> **WRITTEN INSTRUCTION**: Can all of these lines be returned exactly?

Data listing:
........

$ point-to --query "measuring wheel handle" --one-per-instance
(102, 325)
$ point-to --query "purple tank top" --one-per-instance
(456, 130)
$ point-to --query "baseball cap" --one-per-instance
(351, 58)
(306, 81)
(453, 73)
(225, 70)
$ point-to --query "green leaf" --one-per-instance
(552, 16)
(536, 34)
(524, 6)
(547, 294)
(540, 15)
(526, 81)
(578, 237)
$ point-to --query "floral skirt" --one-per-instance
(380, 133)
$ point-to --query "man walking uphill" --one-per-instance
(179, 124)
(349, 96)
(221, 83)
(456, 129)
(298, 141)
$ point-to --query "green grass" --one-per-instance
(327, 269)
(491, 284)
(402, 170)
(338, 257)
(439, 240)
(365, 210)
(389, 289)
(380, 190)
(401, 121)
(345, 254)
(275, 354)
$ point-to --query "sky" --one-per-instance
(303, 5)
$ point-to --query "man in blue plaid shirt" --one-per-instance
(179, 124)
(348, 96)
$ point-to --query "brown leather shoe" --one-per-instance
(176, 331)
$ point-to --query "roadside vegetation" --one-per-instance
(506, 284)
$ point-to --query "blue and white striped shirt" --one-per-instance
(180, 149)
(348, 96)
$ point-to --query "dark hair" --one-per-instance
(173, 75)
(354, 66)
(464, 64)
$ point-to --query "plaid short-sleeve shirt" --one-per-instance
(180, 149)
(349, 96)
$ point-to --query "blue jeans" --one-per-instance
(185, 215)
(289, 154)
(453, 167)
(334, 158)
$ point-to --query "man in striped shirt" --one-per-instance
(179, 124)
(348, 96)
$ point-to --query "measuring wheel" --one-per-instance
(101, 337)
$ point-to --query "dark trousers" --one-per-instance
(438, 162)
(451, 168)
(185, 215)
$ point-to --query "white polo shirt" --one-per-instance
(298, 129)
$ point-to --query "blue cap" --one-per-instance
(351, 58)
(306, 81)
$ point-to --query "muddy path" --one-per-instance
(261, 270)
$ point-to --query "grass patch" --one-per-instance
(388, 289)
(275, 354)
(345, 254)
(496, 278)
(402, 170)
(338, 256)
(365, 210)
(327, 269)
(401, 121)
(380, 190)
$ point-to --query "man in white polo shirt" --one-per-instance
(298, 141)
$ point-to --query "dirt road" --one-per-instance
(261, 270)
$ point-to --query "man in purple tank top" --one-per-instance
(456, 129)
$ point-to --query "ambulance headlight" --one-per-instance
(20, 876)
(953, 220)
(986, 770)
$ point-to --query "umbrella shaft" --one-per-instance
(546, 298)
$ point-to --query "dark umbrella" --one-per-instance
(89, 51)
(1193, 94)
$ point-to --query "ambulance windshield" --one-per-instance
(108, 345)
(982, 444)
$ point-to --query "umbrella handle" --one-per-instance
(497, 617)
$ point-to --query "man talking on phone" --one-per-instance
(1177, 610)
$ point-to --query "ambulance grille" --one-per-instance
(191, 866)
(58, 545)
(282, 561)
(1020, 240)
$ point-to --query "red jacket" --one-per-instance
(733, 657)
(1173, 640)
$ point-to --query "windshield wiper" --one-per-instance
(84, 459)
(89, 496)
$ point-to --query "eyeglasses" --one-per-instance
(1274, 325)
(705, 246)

........

> **RESULT OF THE EXERCISE**:
$ point-to --query "measuring wheel handle" --one-per-instance
(102, 325)
$ point-to --query "purple tank top" --one-per-instance
(456, 130)
$ point-to --query "baseball cap" --one-per-instance
(351, 58)
(306, 81)
(453, 73)
(225, 70)
$ point-to --query "green leaf" --one-per-instance
(552, 16)
(536, 34)
(524, 6)
(547, 294)
(540, 15)
(526, 81)
(578, 237)
$ point-to --query "floral skirt" --one-per-instance
(380, 133)
$ point-to --query "man walking uphill" --one-per-instance
(179, 124)
(349, 96)
(221, 83)
(456, 129)
(298, 141)
$ point-to --query "green grass" --one-per-instance
(327, 269)
(491, 284)
(402, 170)
(338, 257)
(439, 240)
(365, 210)
(389, 289)
(380, 190)
(401, 121)
(345, 254)
(275, 354)
$ point-to --query "sky" --one-per-instance
(303, 5)
$ point-to --query "man in blue plaid shirt" --one-per-instance
(179, 124)
(348, 96)
$ point-to --query "brown leather shoe" --one-per-instance
(176, 331)
$ point-to --query "roadside vegetation" --one-per-instance
(506, 284)
$ point-to --query "blue and white striped shirt" --one-per-instance
(180, 149)
(348, 96)
$ point-to --query "dark hair" --one-per-instance
(173, 75)
(354, 66)
(464, 64)
$ point-to --query "plaid short-sleeve shirt" --one-per-instance
(180, 149)
(349, 96)
$ point-to --query "blue jeans" --one-per-instance
(185, 215)
(289, 154)
(453, 167)
(334, 158)
$ point-to --query "man in striped shirt" --one-per-instance
(179, 124)
(348, 96)
$ point-to --query "measuring wheel" --one-per-instance
(101, 337)
$ point-to --query "dark trousers" --one-per-instance
(438, 162)
(451, 168)
(185, 215)
$ point-to --query "white polo shirt" --one-per-instance
(298, 129)
$ point-to --query "blue cap" --one-per-instance
(351, 58)
(306, 81)
$ point-to --query "muddy path" --one-per-instance
(261, 270)
$ point-to --query "grass patch" --one-per-instance
(388, 289)
(275, 354)
(345, 254)
(496, 278)
(402, 170)
(338, 256)
(365, 210)
(327, 269)
(401, 121)
(380, 190)
$ point-to --query "man in white polo shirt" --one-per-instance
(298, 141)
$ point-to --query "dirt road" --one-per-instance
(261, 270)
$ point-to --query "man in purple tank top" --one-per-instance
(456, 129)
$ point-to --query "ambulance headlight" --one-per-instance
(20, 876)
(953, 220)
(986, 770)
$ point-to --query "umbrella shaft" --one-per-instance
(546, 298)
$ point-to --query "dark umbrella" --one-per-instance
(89, 51)
(1193, 94)
$ point-to --query "ambulance windshield" --one-per-instance
(108, 345)
(982, 444)
$ point-to --query "umbrella handle" --one-per-instance
(497, 617)
$ point-to --query "man talking on phone" --one-per-instance
(1177, 610)
$ point-to --query "ambulance grille" --one-per-instance
(191, 866)
(58, 545)
(282, 561)
(1020, 240)
$ point-to --query "red jacket" --one-per-instance
(733, 657)
(1173, 640)
$ point-to --query "windshield wiper" --one-per-instance
(84, 459)
(89, 496)
$ point-to --query "eyeglasses" --one-per-instance
(1274, 325)
(705, 246)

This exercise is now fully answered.